> [Region pointing data]
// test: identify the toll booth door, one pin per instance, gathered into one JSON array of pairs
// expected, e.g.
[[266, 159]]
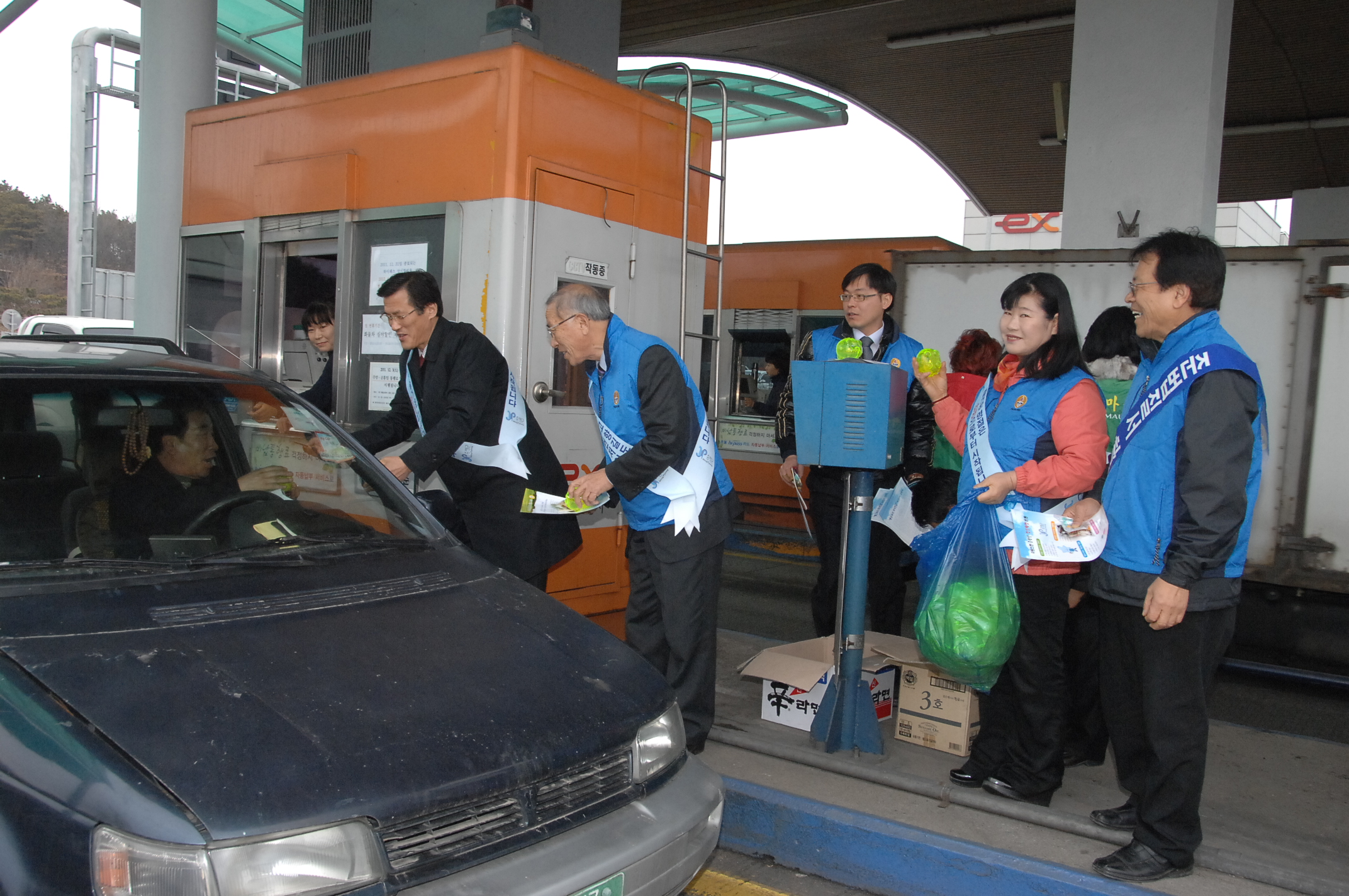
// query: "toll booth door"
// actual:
[[369, 378], [583, 232]]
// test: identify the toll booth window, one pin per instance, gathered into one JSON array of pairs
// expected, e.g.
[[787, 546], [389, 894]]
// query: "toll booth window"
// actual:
[[761, 363], [567, 379], [212, 311]]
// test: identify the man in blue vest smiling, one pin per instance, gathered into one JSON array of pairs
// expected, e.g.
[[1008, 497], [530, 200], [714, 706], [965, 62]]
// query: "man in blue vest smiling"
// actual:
[[868, 296], [1179, 497], [661, 459]]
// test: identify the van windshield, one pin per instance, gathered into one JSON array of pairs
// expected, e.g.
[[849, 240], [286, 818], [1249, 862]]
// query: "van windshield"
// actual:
[[107, 477]]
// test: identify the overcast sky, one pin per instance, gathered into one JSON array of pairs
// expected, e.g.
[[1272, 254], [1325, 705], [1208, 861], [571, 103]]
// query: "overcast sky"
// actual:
[[861, 180]]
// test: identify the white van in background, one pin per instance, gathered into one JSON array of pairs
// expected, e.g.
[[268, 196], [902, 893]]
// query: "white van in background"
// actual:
[[68, 325]]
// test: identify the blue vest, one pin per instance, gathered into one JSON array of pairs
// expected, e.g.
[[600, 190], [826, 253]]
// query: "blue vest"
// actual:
[[613, 395], [903, 350], [1020, 424], [1140, 491]]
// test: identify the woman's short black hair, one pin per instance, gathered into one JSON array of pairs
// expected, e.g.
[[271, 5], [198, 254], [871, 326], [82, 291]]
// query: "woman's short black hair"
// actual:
[[1062, 352], [877, 278], [317, 315], [423, 289], [1112, 335], [1187, 258]]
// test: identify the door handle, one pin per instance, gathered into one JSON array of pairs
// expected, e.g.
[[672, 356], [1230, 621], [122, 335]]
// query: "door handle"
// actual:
[[542, 393]]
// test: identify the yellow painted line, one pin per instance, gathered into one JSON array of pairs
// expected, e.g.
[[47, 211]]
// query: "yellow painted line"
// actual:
[[760, 556], [715, 884]]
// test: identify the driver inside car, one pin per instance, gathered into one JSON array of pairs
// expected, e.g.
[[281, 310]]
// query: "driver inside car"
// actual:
[[169, 477]]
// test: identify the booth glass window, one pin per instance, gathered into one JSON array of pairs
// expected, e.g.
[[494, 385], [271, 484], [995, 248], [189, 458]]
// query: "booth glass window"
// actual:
[[753, 352], [212, 308], [573, 381]]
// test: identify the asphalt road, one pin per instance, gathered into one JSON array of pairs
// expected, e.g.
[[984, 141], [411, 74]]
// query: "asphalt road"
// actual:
[[771, 598]]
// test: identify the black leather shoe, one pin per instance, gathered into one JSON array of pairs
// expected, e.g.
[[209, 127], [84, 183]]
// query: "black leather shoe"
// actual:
[[1073, 760], [1138, 864], [966, 779], [1122, 818], [1003, 788]]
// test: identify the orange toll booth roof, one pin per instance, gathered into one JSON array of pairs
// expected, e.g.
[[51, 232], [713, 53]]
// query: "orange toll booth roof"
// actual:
[[803, 274], [473, 127]]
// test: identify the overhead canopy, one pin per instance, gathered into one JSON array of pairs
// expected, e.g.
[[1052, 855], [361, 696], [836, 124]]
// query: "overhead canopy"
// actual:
[[982, 104], [754, 106]]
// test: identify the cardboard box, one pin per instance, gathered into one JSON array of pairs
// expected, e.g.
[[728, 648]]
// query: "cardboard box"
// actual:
[[797, 676], [934, 708]]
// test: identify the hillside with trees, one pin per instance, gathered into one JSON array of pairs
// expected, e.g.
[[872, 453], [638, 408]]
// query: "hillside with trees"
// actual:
[[33, 250]]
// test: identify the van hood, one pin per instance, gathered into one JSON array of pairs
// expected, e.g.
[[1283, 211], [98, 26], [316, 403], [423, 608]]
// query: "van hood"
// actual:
[[279, 699]]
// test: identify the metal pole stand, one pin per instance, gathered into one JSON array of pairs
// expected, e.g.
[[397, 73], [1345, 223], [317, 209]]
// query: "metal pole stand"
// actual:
[[846, 720]]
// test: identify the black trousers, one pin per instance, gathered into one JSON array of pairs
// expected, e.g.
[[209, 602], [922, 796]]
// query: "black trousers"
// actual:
[[885, 576], [1155, 690], [672, 624], [1083, 722], [1022, 717]]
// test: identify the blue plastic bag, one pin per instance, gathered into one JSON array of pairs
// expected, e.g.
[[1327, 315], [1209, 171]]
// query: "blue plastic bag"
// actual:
[[969, 616]]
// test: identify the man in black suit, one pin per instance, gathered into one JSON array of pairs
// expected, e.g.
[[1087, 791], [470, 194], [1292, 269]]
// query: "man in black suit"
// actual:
[[478, 434]]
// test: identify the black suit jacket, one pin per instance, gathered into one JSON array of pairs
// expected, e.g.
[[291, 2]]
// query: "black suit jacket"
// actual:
[[462, 390]]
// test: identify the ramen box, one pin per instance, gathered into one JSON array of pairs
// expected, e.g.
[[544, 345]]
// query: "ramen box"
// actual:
[[797, 675]]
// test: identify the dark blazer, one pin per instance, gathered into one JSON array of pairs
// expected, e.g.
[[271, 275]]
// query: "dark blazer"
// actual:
[[155, 504], [462, 389]]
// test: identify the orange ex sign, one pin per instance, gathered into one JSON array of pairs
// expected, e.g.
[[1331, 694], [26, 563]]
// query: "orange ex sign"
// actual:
[[1028, 223]]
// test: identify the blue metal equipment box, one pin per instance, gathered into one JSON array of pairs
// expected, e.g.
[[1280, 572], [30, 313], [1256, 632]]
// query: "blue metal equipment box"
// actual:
[[849, 413]]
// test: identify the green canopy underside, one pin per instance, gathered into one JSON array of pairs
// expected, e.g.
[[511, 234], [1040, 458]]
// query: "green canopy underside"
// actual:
[[756, 106]]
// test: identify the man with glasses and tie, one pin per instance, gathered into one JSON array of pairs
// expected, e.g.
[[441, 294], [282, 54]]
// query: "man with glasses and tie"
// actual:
[[459, 395], [868, 294]]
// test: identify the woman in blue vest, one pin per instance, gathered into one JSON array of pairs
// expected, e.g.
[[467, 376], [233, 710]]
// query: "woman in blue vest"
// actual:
[[1046, 442]]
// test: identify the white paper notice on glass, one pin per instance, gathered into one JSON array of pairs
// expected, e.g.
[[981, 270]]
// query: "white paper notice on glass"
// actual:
[[386, 260], [376, 337], [383, 384]]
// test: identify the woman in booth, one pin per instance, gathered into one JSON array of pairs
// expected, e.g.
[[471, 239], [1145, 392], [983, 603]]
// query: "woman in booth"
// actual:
[[1047, 442]]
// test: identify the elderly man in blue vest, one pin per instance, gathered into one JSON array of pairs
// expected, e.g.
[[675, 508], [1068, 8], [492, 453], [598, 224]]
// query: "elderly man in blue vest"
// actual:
[[661, 459], [1179, 497]]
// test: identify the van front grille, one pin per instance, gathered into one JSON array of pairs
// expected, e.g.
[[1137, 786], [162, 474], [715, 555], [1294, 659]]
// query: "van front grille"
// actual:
[[489, 826]]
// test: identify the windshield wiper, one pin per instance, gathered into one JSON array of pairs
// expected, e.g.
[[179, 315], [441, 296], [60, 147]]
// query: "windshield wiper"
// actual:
[[372, 540], [111, 563]]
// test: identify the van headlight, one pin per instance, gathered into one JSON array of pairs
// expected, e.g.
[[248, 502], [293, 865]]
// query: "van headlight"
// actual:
[[659, 744], [331, 860]]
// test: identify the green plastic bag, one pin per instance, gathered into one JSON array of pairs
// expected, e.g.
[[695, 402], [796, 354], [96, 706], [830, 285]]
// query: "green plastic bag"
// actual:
[[969, 616]]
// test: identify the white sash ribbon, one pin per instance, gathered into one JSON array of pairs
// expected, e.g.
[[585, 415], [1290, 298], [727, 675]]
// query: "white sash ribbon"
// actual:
[[505, 454], [687, 490], [984, 463]]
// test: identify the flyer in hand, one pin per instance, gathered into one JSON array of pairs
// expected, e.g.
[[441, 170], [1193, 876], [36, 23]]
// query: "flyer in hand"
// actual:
[[544, 502], [1042, 536]]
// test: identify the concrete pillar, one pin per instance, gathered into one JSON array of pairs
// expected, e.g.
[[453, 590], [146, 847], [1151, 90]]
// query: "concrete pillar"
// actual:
[[1319, 215], [1150, 82], [177, 73]]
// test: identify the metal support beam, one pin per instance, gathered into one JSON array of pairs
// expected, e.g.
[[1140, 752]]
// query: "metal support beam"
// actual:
[[177, 75], [975, 34], [14, 11]]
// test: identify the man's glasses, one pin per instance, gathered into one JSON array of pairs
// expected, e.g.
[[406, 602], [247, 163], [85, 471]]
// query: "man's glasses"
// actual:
[[395, 319], [554, 328]]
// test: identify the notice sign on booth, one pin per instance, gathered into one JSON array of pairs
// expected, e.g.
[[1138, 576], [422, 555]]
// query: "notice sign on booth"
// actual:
[[377, 338], [386, 260], [383, 385], [586, 267]]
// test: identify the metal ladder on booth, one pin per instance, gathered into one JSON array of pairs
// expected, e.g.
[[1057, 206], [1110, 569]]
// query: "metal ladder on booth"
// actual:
[[690, 171]]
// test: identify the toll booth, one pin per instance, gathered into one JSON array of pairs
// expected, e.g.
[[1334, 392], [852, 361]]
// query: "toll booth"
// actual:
[[775, 294], [505, 173]]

> [Try it] For every line of the entries above that holds "metal", add one to a tally, and report only the final count.

> [The answer] 8